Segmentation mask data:
:::

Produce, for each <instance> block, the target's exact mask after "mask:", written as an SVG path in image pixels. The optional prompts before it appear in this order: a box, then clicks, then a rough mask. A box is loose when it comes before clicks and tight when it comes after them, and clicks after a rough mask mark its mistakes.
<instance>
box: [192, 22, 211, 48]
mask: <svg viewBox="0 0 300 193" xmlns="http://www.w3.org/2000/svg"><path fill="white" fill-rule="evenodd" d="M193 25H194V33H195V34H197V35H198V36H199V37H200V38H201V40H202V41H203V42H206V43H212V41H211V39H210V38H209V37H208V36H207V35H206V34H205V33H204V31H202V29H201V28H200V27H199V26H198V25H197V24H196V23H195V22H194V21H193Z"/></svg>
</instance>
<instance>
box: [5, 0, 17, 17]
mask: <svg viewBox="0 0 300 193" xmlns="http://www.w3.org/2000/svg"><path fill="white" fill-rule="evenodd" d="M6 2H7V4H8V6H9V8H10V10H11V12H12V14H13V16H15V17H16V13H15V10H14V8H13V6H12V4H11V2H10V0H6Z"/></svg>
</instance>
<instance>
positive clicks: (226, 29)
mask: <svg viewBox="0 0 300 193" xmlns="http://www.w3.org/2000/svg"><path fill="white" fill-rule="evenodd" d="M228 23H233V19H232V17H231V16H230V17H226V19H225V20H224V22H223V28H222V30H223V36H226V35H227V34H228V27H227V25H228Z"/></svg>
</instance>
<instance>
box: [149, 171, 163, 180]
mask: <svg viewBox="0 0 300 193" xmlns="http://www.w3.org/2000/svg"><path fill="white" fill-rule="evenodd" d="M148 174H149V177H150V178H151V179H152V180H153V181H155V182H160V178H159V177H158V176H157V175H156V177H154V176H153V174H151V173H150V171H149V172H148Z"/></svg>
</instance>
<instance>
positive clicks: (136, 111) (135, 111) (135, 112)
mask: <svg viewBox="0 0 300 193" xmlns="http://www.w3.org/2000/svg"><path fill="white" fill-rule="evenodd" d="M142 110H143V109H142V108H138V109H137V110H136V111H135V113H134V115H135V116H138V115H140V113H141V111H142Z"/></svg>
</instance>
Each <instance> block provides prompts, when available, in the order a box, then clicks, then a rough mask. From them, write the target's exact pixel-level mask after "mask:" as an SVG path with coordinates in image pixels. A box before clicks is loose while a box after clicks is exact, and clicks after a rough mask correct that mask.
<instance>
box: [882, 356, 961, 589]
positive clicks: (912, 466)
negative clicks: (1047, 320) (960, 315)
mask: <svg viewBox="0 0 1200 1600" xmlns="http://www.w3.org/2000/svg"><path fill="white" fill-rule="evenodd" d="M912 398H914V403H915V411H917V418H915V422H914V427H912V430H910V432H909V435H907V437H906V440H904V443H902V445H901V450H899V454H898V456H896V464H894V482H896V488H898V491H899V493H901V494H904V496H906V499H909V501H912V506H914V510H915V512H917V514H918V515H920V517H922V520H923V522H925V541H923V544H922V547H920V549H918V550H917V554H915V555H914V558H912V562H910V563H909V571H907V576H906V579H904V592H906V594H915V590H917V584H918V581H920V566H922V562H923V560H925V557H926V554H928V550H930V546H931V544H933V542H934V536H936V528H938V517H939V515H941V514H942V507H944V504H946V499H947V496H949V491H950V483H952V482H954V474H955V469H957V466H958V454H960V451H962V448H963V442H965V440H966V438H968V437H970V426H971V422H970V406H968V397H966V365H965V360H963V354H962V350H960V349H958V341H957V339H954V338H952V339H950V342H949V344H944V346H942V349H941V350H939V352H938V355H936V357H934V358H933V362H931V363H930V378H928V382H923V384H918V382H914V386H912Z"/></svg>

:::

- _Instructions to follow_:
Line by line, reproduce the data exactly.

- _Exercise solution_:
Produce, for each <instance> block, the target's exact mask after "mask:", written as an SVG path in image pixels. The optional prompts before it appear in this order: a box, then clicks, then a rough mask. A box is loose when it comes before clicks and tight when it comes after them, and clicks after a rough mask mark its mistakes.
<instance>
box: [192, 22, 211, 48]
mask: <svg viewBox="0 0 300 193" xmlns="http://www.w3.org/2000/svg"><path fill="white" fill-rule="evenodd" d="M193 25H194V33H195V34H197V35H198V36H199V37H200V38H201V40H202V41H203V42H206V43H212V41H211V39H210V38H209V37H208V36H207V35H206V34H205V33H204V31H202V29H201V28H200V27H199V26H198V25H197V24H196V23H195V22H194V21H193Z"/></svg>
</instance>
<instance>
box: [5, 0, 17, 17]
mask: <svg viewBox="0 0 300 193" xmlns="http://www.w3.org/2000/svg"><path fill="white" fill-rule="evenodd" d="M6 2H7V4H8V6H9V8H10V10H11V12H12V14H13V16H15V17H16V13H15V10H14V8H13V6H12V4H11V2H10V0H6Z"/></svg>
</instance>
<instance>
positive clicks: (226, 29)
mask: <svg viewBox="0 0 300 193" xmlns="http://www.w3.org/2000/svg"><path fill="white" fill-rule="evenodd" d="M228 23H233V19H232V17H231V16H230V17H226V19H225V20H224V22H223V28H222V30H223V36H226V35H227V34H228V27H227V25H228Z"/></svg>
</instance>
<instance>
box: [149, 171, 163, 180]
mask: <svg viewBox="0 0 300 193" xmlns="http://www.w3.org/2000/svg"><path fill="white" fill-rule="evenodd" d="M148 174H149V177H150V178H151V179H152V180H153V181H155V182H160V178H159V177H158V176H157V175H156V177H154V176H153V174H151V173H150V171H149V172H148Z"/></svg>
</instance>
<instance>
positive clicks: (136, 111) (135, 111) (135, 112)
mask: <svg viewBox="0 0 300 193" xmlns="http://www.w3.org/2000/svg"><path fill="white" fill-rule="evenodd" d="M142 110H143V109H142V108H138V109H137V110H136V111H135V113H134V115H135V116H138V115H140V113H141V111H142Z"/></svg>
</instance>
Each <instance> block provides prompts, when available, in the order a box, then clicks, then a rough mask. From them, write the target's exact pixel-level mask after "mask:" as an SVG path with coordinates in image pixels. A box before clicks is loose while a box after clicks is exact, and clicks after a rough mask correct that mask.
<instance>
box: [882, 356, 961, 589]
positive clicks: (912, 466)
negative clicks: (1047, 320) (960, 315)
mask: <svg viewBox="0 0 1200 1600" xmlns="http://www.w3.org/2000/svg"><path fill="white" fill-rule="evenodd" d="M912 398H914V403H915V411H917V418H915V422H914V427H912V430H910V432H909V435H907V437H906V440H904V443H902V445H901V450H899V454H898V456H896V464H894V482H896V488H898V491H899V493H901V494H904V496H906V499H909V501H912V506H914V510H915V512H917V514H918V515H920V517H922V520H923V522H925V541H923V544H922V547H920V549H918V550H917V554H915V555H914V558H912V562H910V563H909V571H907V576H906V579H904V592H906V594H915V590H917V584H918V581H920V566H922V562H923V560H925V557H926V554H928V550H930V546H931V544H933V542H934V536H936V528H938V517H939V515H941V514H942V507H944V504H946V499H947V496H949V491H950V483H952V482H954V474H955V469H957V466H958V454H960V451H962V448H963V442H965V440H966V438H968V437H970V426H971V422H970V406H968V397H966V365H965V360H963V354H962V350H960V349H958V341H957V339H954V338H952V339H950V342H949V344H944V346H942V349H941V350H939V352H938V355H936V357H934V358H933V362H931V363H930V378H928V382H923V384H918V382H914V386H912Z"/></svg>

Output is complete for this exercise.